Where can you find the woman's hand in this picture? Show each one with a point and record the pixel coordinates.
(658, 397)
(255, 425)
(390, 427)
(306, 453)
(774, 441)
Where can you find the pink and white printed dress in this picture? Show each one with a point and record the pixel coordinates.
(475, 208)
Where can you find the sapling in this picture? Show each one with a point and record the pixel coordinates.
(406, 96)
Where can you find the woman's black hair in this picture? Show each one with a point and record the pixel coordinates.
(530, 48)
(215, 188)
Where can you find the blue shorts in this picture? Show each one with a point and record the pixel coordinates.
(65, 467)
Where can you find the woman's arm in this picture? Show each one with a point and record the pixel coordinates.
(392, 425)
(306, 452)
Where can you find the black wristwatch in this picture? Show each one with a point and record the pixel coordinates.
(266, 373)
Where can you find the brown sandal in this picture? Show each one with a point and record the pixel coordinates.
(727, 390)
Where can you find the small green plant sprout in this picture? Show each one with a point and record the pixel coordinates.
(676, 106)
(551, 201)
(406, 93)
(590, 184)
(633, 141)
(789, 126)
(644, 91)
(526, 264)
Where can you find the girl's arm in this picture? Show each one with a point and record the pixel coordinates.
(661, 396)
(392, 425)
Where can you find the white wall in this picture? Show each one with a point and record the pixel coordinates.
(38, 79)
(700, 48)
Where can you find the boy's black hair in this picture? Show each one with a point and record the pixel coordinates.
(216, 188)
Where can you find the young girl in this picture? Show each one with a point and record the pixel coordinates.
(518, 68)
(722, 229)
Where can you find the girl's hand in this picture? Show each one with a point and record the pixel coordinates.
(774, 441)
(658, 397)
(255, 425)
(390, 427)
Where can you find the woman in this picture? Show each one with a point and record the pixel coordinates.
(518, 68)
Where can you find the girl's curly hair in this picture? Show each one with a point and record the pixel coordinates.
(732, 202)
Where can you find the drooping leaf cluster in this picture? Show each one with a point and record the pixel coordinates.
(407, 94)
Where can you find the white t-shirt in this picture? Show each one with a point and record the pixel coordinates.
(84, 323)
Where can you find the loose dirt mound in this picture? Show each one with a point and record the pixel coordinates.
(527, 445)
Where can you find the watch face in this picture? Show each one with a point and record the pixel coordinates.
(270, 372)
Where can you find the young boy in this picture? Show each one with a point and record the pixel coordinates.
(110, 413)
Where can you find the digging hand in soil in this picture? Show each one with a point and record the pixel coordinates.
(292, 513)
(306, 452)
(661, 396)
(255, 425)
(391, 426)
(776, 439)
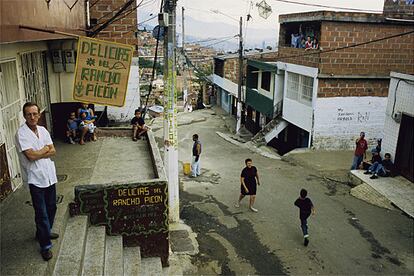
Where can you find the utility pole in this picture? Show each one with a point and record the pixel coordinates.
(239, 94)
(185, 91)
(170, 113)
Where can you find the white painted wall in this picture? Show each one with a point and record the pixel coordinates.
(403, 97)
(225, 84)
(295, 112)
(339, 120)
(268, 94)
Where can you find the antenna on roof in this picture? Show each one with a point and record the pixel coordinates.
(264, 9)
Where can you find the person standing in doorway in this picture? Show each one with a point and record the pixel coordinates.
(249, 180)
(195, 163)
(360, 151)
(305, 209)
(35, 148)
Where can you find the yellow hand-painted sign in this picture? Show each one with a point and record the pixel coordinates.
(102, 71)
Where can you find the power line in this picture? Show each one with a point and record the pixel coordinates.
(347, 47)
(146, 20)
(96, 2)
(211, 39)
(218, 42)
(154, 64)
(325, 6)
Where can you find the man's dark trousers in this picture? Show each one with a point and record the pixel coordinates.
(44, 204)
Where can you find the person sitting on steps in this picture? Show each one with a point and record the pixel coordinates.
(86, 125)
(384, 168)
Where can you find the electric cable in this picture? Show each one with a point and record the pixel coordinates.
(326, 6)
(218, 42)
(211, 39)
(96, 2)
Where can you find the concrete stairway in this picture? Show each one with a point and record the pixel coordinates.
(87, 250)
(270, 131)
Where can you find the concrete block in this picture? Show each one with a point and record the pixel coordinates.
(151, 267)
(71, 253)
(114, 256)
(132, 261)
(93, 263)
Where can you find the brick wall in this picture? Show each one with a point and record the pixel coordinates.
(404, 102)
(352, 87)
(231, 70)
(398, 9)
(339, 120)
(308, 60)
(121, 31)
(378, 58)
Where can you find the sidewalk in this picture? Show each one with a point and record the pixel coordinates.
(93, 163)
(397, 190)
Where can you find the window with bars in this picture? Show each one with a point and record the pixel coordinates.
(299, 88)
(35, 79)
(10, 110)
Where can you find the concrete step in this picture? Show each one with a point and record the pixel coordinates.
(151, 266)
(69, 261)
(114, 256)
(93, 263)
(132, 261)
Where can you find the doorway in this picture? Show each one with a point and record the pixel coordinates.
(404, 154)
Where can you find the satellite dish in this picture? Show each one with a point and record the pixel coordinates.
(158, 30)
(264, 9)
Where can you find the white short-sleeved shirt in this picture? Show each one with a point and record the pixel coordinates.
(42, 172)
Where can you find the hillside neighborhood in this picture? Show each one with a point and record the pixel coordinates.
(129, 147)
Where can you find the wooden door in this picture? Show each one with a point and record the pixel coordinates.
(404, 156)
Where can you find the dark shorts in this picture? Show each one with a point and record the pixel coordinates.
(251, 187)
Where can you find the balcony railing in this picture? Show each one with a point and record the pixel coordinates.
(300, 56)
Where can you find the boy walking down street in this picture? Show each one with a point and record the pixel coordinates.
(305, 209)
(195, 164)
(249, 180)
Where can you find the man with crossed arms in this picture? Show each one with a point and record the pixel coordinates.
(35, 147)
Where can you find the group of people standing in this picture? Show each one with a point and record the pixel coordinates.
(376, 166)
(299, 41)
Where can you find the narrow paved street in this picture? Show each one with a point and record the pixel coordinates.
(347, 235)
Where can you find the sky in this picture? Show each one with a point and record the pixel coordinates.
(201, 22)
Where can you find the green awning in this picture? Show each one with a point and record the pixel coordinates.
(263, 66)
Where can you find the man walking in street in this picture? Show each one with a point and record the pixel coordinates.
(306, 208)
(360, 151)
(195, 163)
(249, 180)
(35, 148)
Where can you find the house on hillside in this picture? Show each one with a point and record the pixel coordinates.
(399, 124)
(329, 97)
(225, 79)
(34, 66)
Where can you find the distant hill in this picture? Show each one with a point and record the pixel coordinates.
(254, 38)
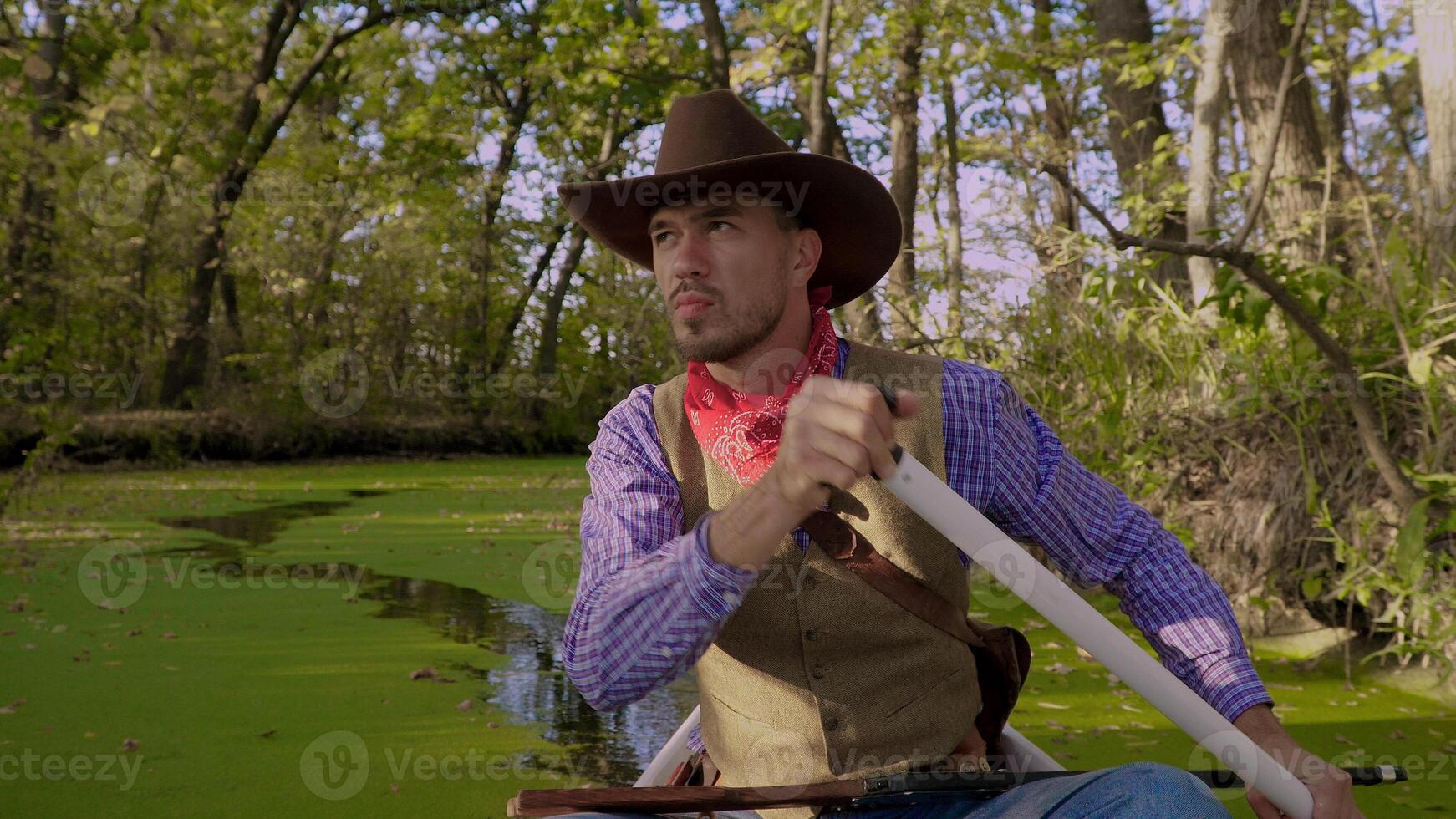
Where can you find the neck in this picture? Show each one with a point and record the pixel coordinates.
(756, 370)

==

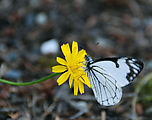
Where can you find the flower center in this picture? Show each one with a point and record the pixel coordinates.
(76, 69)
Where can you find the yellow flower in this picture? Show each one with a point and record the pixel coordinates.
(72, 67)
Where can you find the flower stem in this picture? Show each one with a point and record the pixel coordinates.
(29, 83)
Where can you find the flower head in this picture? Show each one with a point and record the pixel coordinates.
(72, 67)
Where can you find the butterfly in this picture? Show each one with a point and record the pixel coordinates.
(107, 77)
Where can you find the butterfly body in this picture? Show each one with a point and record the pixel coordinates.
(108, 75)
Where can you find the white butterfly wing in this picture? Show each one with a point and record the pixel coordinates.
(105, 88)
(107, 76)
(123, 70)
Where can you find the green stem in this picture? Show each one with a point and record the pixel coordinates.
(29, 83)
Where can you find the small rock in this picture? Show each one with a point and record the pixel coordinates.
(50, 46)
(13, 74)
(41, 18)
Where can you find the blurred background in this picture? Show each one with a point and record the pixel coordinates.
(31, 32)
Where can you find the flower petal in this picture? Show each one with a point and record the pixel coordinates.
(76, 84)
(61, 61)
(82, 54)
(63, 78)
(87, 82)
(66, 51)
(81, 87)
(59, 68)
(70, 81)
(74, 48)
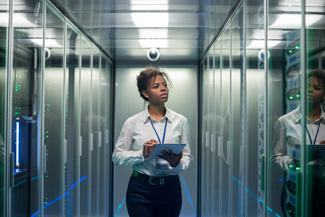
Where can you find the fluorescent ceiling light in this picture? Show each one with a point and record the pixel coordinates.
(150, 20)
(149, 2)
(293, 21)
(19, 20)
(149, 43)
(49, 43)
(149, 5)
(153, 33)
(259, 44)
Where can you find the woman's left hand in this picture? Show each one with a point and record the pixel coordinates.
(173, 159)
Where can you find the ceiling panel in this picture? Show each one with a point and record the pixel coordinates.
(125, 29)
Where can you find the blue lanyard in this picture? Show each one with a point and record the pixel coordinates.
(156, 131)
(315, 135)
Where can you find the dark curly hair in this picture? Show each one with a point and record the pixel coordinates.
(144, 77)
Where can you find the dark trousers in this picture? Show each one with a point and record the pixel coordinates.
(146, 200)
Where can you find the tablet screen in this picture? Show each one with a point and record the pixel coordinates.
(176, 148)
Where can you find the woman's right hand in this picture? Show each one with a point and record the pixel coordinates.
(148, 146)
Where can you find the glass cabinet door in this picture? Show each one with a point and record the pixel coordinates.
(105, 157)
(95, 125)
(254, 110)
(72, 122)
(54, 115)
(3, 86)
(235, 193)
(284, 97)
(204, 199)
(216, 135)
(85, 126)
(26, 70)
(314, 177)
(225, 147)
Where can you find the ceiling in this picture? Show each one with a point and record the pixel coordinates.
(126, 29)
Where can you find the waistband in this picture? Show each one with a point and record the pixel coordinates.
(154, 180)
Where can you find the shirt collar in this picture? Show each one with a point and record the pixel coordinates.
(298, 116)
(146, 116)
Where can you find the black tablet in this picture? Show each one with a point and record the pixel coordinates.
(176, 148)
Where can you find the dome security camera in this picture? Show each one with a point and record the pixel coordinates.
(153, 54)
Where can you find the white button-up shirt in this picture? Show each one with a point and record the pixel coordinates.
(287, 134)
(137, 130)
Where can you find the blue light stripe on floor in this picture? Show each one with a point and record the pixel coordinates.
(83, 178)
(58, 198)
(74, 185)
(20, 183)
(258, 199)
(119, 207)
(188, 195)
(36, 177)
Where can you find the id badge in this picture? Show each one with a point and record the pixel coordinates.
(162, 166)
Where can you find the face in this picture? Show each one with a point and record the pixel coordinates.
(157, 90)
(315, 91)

> _Given problem_
Pick out every line in the rows above that contains the string "person", and copy each one. Only matches with the same uppercase and lowercase letters count.

> _Response to this exercise_
Where can you find the person standing in doorway in this picture? Show each one with a point and record the pixel coordinates.
Where can you find the person sitting on steps in this picture? Show each one with a point and record the pixel coordinates.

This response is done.